• _Requests_
1. Do the following statements agree with the camera thread? Answer yes or no for each, and quote the exact words from the thread that decide it. (a) The Fuji setup rlrock lists costs less than the Olympus setup. (b) dck22 replaced the Nikon 750 with an Olympus camera. (c) Since buying a mirrorless camera, ecphoto has kept using Nikon gear.
2. Carry on the camera thread from its last post.

• _Passage to read_
---------------

# Olympus E-M5 M III or Fuji X-T30 for travel



## rlrock (Dec 25, 2019)

I have a Nikon D750 but am finding it a little too much to travel with. I also have a D5200 but only have the FX lenses except for the Nikon 10-20mm DX. 

So I am debating getting a mirrorless setup to travel with. I will be in Italy and France this summer and plan to hit at least one national park in 2020. 

So here are my final two setups:
- Olympus E-M5 M III with the Tamron 14-150mm lens for $1650

- Fuji X-T30 w their XF 18-135mm lens for $1425 (Fuji is giving me a $175 education rebate). 

I held the Olympus and liked the way it felt. 
The Fuji would need an additional grip ( saw them on Amazon for around $40). 

Any thoughts and ideas would be appreciated. 

Thanks!
Rich 


Sent from my iPhone using Tapatalk


----------



## dck22 (Dec 25, 2019)

I sold my 750 and a slew of lenses a couple years ago and went to the Fuji X-T2 with a complement of lenses. My back and neck really appreciated the change and I have been thrilled with the images. I'm sure either would do the job for you, but for me, I prefer the Fuji line.


----------



## ecphoto (Dec 25, 2019)

rlrock said:


> I have a Nikon D750 but am finding it a little too much to travel with. I also have a D5200 but only have the FX lenses except for the Nikon 10-20mm DX.
> 
> So I am debating getting a mirrorless setup to travel with. I will be in Italy and France this summer and plan to hit at least one national park in 2020.
> 
> ...


Earlier this year I decided to buy a mirrorless to take on trips because of the weight reduction. I haven't touched any of my Nikon gear since. I got an OMD EM10 mk II. I honestly have not liked a camera this much in a very long time. The in body stabilization and touch to focus alone sealed it for me. I recently purchased a 25mm 1.7 prime and the 40-150mm zoom and a Speedlite. You have the option of Olympus, Lumix and lots of third party support for your lenses, flashes, triggers, grips, batteries, literally everything lol. This has very quickly become my favorite camera. I like the ergonomics of Olympus better than Fuji. The availability of gear with the MFT system is way better than that of Fuji.

---------------

• _Data supplied_

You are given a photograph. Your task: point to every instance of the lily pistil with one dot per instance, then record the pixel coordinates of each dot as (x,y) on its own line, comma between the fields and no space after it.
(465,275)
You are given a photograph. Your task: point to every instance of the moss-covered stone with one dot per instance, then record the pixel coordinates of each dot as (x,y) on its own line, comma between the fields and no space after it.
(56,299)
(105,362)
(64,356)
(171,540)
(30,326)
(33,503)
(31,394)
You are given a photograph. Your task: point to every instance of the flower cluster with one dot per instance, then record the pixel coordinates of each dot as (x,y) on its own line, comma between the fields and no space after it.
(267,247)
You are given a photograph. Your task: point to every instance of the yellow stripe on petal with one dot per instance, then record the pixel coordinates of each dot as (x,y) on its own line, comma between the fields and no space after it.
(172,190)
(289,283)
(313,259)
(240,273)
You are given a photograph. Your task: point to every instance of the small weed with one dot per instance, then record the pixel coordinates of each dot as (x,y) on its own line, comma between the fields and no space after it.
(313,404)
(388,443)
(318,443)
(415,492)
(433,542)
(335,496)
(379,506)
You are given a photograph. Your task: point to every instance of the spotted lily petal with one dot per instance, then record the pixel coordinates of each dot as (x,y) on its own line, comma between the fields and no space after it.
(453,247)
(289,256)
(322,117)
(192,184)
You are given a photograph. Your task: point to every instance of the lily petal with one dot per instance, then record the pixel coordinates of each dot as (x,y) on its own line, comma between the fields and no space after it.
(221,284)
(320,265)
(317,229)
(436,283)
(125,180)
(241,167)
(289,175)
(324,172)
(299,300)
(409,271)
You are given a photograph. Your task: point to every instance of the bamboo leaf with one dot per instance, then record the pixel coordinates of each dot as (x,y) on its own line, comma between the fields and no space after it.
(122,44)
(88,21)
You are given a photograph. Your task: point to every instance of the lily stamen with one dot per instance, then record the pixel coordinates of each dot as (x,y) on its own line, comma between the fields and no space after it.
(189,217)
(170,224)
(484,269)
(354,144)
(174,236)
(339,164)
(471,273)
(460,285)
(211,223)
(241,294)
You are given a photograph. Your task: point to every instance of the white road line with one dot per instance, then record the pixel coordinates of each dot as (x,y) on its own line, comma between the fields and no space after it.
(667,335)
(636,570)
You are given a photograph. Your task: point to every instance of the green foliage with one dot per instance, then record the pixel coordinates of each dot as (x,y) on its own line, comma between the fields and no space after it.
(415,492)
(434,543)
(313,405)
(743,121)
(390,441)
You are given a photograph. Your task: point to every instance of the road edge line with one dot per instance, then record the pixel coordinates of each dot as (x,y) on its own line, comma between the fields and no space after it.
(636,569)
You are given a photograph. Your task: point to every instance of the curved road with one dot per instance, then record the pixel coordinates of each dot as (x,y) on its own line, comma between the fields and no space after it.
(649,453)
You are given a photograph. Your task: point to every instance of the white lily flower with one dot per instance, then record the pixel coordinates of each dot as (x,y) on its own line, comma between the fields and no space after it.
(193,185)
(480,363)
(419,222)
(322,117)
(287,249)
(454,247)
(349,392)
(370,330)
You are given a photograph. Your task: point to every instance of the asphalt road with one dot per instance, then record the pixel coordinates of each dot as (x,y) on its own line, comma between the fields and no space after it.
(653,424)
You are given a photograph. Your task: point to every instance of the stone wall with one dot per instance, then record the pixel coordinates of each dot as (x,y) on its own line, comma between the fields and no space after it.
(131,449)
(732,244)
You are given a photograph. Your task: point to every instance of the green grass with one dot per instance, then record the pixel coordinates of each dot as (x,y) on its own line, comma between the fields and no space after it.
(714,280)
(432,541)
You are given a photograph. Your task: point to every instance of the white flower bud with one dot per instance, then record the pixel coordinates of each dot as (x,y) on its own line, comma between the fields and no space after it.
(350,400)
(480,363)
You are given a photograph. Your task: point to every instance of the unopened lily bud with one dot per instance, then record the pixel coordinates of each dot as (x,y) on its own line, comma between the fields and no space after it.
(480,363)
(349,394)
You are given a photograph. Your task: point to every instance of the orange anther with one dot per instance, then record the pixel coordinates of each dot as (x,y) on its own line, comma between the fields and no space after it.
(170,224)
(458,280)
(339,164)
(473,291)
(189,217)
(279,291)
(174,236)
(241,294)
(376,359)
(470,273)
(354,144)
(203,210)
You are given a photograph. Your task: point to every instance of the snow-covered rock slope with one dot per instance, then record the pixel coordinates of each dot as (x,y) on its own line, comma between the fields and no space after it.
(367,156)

---------------

• _Results for each task_
1.
(a) Yes: "Olympus E-M5 M III with the Tamron 14-150mm lens for $1650" and "Fuji X-T30 w their XF 18-135mm lens for $1425".
(b) No: "went to the Fuji X-T2 with a complement of lenses".
(c) No: "I haven't touched any of my Nikon gear since."

2.
Sent from my Pixel 3a XL using Tapatalk


----------



## ac12 (Dec 25, 2019)

For the Olympus, don't you mean the OLYMPUS 14-150, not a Tamron.
I shoot Olympus, so that is my preference.
I would also add the 17/1.8 for indoor low light.

An option in place of the Olympus 14-150, is the Panasonic-Lumix 12-60/3.5-5.6 lens.  That is my light/travel lens.  
I wanted the extra 2mm on the wide end, more than the extra 90mm on the long end with the 14-150.   
The new 12-200 is another option, and it gives you that extra 2mm on the wide end, and even more reach on the long end.​The Lumix 12-60 is a bit smaller and lighter than the 14-150.  The heavier I made the travel kit, the closer I got to the weight of my Nikon DX kit.  And like you, my goal was SIGNIFICANT weight REDUCTION of my daily carry.
Yes there were a few times where I used the 40-150R to reach out further, and a few times where I wished I had the 40-150 with me, but that was only a few times in the 2 week vacation.  

It is all about trade-offs.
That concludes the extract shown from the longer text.